§ **WHAT TO DO**
Decide whether each statement below agrees with the text on self-talk. Answer yes or no, and quote the deciding words of the text. (a) People give more weight to positive comments about themselves than to negative ones. (b) Repeated phrases such as "I eat like a pig" are accepted by the subconscious brain without question. (c) Our ancestors improved their chances of survival by assuming a movement in the grass was a harmless bunny.
------ EXTRACTED TEXT ------
“Sticks and stones may break my bones, but words will never hurt me”.
How many times did you hear this as a child in an attempt to defend you or somebody else against playground name-calling? In reality we all know that negative words can be just as painful, if not more so, than a physical attack.
Humans are naturally primed to pay attention to anything negative or threatening – it aided our ancestors’ chances of survival if they assumed that a movement in the grass was a dangerous predator rather than a harmless bunny, instantly triggering the fight-or-flight response. Rational thinking was put to the wayside, only to be allowed back once safety was resumed.
An unfortunate side effect of this design is that we give much more weight to negative comments made towards us than we do positive ones. Try to remember some compliments you’ve received in the past, or even ones you’ve given yourself (if you ever have!). And now, try to remember some rude or unkind comments you’ve received, or thought about yourself. Did you find it easier to recall the positive or negative comments about yourself? And more importantly, which ones do you believe the most?
The language we use, both internally and with others, has a profound influence on how we view ourselves and our place in the world. We make sense of our surroundings by creating a narrative that our brains can use to make predictions for the future & adjust our behaviour accordingly.
How language can affect weight management & achieving your goals
A really common factor I have found with clients who come to me hoping to lose weight, is the way they talk about themselves. They say things like “I just can’t resist chocolate”, “I eat like a pig”, “I’m always starving”. Repeated often enough, these phrases become internalised as part of their identity, and the subconscious brain which is responsible for our habits & behaviours, accepts them without question. So the next time they’re around chocolate, the subconscious brain pipes up: “you can’t resist that”, and compels them to eat it. They take this as further evidence that they really can’t resist chocolate, and so the behavioural link is strengthened for next time.
------ RECORD LIST ------
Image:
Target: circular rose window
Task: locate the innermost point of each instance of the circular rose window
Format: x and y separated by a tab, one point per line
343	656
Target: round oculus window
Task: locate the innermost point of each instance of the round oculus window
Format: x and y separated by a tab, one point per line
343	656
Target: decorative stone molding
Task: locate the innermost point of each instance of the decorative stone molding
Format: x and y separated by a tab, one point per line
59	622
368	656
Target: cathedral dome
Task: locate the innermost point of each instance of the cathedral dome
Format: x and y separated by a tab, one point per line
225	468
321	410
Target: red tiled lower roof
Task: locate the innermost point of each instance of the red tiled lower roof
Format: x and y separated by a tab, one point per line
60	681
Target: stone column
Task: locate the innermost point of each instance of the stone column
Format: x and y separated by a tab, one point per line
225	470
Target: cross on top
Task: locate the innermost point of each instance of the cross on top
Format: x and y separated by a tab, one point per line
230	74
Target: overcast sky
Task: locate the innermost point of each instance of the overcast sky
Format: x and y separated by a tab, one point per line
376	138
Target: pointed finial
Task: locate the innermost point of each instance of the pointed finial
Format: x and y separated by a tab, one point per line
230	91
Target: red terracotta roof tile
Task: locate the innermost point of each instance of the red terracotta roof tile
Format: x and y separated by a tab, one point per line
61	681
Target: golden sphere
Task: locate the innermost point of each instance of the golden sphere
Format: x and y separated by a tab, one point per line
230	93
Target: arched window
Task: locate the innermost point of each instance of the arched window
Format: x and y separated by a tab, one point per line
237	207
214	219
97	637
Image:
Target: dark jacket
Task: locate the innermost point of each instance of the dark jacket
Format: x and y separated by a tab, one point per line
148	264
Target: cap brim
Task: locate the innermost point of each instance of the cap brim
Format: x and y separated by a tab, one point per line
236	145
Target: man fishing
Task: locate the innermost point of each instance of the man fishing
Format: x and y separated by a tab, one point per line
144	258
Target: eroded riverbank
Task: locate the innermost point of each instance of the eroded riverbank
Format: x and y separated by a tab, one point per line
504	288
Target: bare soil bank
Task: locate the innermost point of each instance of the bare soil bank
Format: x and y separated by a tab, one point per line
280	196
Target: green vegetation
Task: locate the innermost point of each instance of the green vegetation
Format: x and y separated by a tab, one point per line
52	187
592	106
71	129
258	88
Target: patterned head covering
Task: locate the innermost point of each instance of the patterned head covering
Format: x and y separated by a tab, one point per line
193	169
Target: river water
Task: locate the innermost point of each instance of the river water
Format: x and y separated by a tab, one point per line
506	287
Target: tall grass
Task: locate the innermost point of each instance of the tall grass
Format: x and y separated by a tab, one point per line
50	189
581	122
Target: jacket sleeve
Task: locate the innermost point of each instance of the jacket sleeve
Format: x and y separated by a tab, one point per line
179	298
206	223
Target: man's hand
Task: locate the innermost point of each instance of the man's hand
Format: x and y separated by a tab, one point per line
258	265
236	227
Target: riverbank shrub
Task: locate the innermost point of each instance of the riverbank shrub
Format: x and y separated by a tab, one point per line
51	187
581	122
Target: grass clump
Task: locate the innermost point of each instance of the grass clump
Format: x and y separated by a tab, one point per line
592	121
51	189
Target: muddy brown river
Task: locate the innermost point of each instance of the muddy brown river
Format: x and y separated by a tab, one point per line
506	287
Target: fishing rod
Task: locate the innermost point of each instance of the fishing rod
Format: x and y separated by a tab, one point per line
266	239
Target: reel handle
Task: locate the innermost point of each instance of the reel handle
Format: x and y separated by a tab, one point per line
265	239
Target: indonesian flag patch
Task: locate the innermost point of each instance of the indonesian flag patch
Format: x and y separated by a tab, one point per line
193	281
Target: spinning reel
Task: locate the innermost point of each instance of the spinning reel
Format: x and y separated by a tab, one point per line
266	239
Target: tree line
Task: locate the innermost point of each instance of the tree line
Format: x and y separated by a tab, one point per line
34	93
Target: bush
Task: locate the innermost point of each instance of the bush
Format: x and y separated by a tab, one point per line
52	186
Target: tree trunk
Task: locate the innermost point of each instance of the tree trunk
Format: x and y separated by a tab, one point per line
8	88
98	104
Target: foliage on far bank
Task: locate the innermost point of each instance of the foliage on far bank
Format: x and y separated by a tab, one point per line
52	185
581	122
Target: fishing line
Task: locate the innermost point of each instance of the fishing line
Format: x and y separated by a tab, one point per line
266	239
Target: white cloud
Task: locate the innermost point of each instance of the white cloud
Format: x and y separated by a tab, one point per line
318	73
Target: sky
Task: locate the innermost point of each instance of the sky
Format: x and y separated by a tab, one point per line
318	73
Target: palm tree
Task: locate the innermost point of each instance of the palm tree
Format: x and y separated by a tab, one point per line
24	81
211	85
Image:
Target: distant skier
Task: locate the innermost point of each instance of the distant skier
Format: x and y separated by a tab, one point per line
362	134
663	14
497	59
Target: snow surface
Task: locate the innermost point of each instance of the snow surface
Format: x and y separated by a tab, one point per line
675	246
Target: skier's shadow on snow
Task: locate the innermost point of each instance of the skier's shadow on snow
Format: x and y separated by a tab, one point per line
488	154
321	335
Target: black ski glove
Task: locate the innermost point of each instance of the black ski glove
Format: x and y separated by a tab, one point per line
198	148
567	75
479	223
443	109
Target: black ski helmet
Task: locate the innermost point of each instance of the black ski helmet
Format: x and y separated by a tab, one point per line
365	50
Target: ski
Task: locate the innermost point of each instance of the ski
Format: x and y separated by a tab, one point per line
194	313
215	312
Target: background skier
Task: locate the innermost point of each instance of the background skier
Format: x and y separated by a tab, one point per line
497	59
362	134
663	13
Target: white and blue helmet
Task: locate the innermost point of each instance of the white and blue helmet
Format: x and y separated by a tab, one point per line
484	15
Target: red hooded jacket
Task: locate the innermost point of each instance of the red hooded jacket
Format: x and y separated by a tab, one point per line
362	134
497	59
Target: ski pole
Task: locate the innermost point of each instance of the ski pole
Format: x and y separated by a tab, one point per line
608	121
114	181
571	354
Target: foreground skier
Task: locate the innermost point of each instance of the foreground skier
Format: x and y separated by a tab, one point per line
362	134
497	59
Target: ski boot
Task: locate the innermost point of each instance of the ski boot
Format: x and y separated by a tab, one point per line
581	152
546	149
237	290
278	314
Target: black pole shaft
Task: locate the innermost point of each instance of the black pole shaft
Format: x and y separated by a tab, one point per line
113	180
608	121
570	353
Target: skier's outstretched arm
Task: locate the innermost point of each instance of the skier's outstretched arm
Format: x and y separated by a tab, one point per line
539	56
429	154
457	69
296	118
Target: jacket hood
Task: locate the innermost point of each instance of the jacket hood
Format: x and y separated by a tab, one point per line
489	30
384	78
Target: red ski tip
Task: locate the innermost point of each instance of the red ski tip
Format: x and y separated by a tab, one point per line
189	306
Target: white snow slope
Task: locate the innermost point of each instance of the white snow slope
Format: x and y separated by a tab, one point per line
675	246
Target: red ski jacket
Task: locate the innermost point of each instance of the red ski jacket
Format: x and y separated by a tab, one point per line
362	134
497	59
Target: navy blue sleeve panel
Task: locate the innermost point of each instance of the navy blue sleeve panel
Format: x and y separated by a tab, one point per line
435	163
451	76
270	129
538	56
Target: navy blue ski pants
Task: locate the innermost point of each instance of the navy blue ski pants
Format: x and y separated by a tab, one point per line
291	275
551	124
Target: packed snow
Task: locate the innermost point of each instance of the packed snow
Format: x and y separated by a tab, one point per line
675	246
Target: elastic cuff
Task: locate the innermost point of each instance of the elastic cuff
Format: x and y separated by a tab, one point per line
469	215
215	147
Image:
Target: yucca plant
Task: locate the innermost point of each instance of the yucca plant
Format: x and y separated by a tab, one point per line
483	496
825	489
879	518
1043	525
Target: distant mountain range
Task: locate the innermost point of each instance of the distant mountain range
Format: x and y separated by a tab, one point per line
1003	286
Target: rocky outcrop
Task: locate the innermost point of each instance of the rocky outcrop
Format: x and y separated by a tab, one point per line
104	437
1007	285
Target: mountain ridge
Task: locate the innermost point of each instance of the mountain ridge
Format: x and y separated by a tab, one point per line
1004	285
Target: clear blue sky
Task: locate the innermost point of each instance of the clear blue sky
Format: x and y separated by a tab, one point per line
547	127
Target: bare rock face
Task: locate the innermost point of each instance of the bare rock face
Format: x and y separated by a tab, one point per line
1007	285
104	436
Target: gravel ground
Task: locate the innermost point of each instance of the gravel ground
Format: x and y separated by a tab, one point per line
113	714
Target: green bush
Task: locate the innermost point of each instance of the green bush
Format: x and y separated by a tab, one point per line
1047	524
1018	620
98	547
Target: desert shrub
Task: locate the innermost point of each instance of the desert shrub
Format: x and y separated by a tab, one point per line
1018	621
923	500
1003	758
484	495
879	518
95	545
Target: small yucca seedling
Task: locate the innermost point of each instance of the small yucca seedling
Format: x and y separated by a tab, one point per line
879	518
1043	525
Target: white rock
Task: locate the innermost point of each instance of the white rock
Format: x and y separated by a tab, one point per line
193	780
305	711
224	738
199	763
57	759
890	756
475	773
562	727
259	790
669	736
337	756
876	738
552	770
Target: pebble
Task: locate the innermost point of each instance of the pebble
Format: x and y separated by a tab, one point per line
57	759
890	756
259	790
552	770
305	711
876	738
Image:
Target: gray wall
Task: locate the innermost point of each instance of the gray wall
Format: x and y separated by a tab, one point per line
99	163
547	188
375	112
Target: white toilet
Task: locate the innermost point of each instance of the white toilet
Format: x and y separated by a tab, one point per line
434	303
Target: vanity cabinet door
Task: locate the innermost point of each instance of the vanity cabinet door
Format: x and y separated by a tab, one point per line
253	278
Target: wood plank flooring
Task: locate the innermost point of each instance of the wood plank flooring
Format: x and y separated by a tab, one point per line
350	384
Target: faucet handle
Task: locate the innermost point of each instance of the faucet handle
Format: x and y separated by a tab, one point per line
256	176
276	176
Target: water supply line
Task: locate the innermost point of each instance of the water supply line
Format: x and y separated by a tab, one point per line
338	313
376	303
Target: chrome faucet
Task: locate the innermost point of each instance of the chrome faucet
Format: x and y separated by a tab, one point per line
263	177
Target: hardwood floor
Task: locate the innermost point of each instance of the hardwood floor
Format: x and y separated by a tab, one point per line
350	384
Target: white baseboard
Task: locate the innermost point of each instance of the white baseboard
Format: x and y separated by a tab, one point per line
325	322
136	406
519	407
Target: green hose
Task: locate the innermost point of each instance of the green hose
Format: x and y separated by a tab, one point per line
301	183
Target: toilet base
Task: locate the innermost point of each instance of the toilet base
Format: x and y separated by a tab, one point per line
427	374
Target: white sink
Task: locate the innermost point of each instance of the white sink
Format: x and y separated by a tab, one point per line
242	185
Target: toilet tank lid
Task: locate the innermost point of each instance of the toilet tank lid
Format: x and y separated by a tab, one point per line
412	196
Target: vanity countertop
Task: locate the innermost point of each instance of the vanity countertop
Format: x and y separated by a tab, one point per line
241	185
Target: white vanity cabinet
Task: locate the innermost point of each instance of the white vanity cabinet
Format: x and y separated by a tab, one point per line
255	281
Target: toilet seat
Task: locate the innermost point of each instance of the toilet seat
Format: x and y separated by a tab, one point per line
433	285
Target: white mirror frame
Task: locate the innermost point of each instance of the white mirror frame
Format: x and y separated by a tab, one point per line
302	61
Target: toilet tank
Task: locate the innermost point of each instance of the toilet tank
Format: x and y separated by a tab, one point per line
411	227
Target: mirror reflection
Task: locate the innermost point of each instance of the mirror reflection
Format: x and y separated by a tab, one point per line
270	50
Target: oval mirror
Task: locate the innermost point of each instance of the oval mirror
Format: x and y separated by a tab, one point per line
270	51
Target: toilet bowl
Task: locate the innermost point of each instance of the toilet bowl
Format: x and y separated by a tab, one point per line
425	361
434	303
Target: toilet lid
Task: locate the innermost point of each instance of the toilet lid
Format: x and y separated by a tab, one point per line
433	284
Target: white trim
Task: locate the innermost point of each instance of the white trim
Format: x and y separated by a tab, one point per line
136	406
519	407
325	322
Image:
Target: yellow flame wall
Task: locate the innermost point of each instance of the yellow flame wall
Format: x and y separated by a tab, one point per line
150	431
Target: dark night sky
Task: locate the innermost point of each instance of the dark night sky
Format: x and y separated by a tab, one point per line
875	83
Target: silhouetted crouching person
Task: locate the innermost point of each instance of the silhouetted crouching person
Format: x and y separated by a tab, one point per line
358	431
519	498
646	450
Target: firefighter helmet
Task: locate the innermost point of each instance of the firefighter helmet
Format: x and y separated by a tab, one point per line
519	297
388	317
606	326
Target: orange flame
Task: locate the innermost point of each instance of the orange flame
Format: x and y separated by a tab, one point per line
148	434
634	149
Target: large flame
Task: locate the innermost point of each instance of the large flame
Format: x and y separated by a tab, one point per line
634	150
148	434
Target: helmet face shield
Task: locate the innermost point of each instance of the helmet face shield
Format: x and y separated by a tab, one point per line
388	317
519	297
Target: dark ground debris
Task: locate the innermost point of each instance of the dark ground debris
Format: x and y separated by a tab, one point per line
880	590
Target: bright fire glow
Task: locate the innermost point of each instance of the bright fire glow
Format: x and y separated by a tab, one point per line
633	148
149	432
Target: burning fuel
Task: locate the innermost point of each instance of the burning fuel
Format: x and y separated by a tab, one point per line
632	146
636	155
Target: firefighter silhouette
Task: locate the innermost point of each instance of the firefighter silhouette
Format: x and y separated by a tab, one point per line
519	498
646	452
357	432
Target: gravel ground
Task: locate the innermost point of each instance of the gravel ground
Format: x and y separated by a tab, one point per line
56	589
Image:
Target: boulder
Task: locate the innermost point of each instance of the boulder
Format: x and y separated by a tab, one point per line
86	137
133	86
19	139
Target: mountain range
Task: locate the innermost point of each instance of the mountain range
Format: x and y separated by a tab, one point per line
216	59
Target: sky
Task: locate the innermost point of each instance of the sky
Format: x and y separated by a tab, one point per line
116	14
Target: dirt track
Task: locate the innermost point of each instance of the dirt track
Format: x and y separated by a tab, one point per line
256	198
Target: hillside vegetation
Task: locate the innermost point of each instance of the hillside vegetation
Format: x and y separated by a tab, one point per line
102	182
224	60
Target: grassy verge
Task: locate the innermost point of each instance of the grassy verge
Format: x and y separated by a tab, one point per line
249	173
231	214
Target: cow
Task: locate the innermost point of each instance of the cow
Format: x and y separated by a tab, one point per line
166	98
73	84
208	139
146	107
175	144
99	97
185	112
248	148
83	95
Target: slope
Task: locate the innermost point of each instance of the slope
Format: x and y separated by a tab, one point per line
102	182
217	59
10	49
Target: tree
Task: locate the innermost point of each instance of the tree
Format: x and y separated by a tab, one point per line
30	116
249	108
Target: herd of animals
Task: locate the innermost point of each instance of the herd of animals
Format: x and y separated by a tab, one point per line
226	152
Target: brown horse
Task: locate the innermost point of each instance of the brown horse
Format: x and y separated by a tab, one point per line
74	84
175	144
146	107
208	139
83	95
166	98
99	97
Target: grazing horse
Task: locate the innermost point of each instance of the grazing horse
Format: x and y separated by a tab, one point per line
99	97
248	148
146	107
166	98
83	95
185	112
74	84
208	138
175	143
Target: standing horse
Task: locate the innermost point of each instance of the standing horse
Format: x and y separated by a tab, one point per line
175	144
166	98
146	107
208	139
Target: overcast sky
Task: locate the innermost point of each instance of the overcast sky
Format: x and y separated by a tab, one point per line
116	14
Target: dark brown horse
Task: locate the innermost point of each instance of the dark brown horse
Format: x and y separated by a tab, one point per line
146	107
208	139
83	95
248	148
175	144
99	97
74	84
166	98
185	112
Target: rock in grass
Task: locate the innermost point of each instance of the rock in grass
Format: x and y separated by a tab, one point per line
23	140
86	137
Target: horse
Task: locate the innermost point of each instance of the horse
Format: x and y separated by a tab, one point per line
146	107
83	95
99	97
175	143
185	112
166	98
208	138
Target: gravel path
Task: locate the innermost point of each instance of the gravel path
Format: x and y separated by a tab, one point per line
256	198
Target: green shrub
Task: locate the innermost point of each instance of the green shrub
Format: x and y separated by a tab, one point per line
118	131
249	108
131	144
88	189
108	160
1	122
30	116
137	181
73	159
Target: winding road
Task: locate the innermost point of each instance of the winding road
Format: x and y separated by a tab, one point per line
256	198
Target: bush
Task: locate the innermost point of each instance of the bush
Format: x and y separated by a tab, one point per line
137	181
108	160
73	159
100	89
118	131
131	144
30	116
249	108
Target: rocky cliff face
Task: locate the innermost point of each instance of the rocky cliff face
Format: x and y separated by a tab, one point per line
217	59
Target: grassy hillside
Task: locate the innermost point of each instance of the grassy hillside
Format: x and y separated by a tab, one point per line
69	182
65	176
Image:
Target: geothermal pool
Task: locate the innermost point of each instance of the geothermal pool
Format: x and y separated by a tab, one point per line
------
§ **SOLUTION TO THE EXERCISE**
(a) No: "we give much more weight to negative comments made towards us than we do positive ones."
(b) Yes: "the subconscious brain which is responsible for our habits & behaviours, accepts them without question."
(c) No: "it aided our ancestors’ chances of survival if they assumed that a movement in the grass was a dangerous predator rather than a harmless bunny"